- Given problem a -
According to the text on the Gracies and Mayeda, how long did Carlos Gracie's apprenticeship under Mayeda and Jacyntho Ferro last?

- Extract -
The Gracies were not originally from the ranks of the local middle class that emerged in Brazil during the first decades of the 1900s.[83] Instead, they fell into the social category of the déclassé descendants of traditional families who were traumatically thrown into a middle class social limbo and struggled in a more competitive and complex social environment during the modernization period.[84] For them, the capoeirista Pé-de-Bola, who fought the Japanese ju-jitsu practitioners, was a human metaphor for backwardness, as well as being the henchmen of a provincial political boss. Gaston Gracie’s generation was still haunted by the presence of scores of dark-skinned Brazilians liberated from slavery in 1888 and forsaken by modernization in the early 1900s.[85] Therefore, he had strong reasons to befriend the cosmopolitan “Count Koma” and encourage his eldest son to learn modern jiu-jitsu with the Japanese fighter.
The young Gracie's apprenticeship under Mayeda, and his local senior student Jacyntho Ferro, lasted no more than three years.[86] Carlos’s exposure to Mayeda’s teachings was influenced by a circumstantial combination of factors that determined the nature of his apprenticeship. It is important to note Mayeda’s lack of interest in training students to give continuity to the Kodokan judo school. He ignored, for example, the belt ranking system conceived by Kano Jigoro, which constituted one of the pedagogical foundations of the Kodokan judo school.[87] He taught judo techniques to his students with a method that gave little emphasis to philosophical concepts or a pedagogical framework. Therefore, students like Carlos Gracie learned an eclectic program that mixed judo with wrestling. For Carlos, particularly, this would have made more sense, since the Gracies were in the business of professional wrestling. Moreover, Mayeda and Jacyntho Ferro were deeply involved in prizefighting at this time.
Under these circumstances, in employing the generic label “jiu-jitsu”, instead of the specific name "judo", in accordance with his school, Mayeda was only being consistent with his momentary status as a prizefighter. Lastly, the absence of graduate students with the rank of black belt who had trained under Mayeda in the Amazon is emblematic; it only confirms the nature of Count Koma’s teachings.[88]
The Gracies’ trajectory in the Amazon ended between 1919 and 1920.[89] Carlos Gracie stopped training with Mayeda when his family moved to Rio de Janeiro, but Mayeda’s career in Brazilian martial arts continued for decades. The Gracies returned to their elitist cradle in Rio de Janeiro after the death of Peter McNichols Gracie; for them, it symbolized the end of their long nineteenth century. For Carlos, a teenager trained in a pidgin, modern combat sport, this pidgin became a cultural asset during hard times. However, he also carried another asset equally essential to his social redemption: the Gracies’ patrician ethos.

- Information shown -
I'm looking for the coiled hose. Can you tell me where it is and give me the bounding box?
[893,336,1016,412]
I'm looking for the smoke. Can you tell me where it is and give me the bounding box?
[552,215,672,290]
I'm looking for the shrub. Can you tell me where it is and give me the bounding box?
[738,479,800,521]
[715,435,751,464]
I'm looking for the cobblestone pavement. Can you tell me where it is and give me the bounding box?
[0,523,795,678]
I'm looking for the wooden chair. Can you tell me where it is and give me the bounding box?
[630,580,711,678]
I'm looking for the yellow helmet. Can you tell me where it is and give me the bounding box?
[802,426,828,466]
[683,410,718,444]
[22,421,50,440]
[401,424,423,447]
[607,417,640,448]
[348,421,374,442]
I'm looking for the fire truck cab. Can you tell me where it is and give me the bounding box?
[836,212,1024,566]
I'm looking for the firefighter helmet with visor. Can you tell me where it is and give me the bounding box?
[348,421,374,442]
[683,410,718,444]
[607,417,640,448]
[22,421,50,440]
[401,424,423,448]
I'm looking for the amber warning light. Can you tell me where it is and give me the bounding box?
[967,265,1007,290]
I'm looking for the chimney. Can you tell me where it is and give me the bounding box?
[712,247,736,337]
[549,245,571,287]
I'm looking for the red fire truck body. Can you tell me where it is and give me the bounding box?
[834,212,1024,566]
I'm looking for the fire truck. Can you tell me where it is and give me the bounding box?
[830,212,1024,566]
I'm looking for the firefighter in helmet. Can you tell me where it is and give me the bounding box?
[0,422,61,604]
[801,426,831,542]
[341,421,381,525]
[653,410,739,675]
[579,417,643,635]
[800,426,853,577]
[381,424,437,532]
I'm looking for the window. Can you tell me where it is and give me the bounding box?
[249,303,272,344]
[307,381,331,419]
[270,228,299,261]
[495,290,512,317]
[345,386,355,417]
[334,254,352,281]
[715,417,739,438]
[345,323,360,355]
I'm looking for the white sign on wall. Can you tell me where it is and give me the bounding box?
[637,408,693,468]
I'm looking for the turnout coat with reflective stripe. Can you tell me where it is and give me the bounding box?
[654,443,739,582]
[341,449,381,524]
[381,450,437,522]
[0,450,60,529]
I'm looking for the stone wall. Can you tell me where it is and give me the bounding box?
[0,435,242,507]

- Given problem b -
Reproduce the records from their first line through the line that contains "[0,523,795,678]", replacing "Can you tell me" with "Could you tell me" and leaving everything else unchanged. Give only those lines.

- Full answer a -
No more than three years.

- Full answer b -
I'm looking for the coiled hose. Could you tell me where it is and give me the bounding box?
[893,336,1016,412]
I'm looking for the smoke. Could you tell me where it is and give me the bounding box?
[552,215,672,290]
I'm looking for the shrub. Could you tell me where it is and give me the bounding box?
[738,479,800,521]
[715,435,751,464]
I'm looking for the cobblestone pavement. Could you tell me where it is and give me the bounding box?
[0,523,795,678]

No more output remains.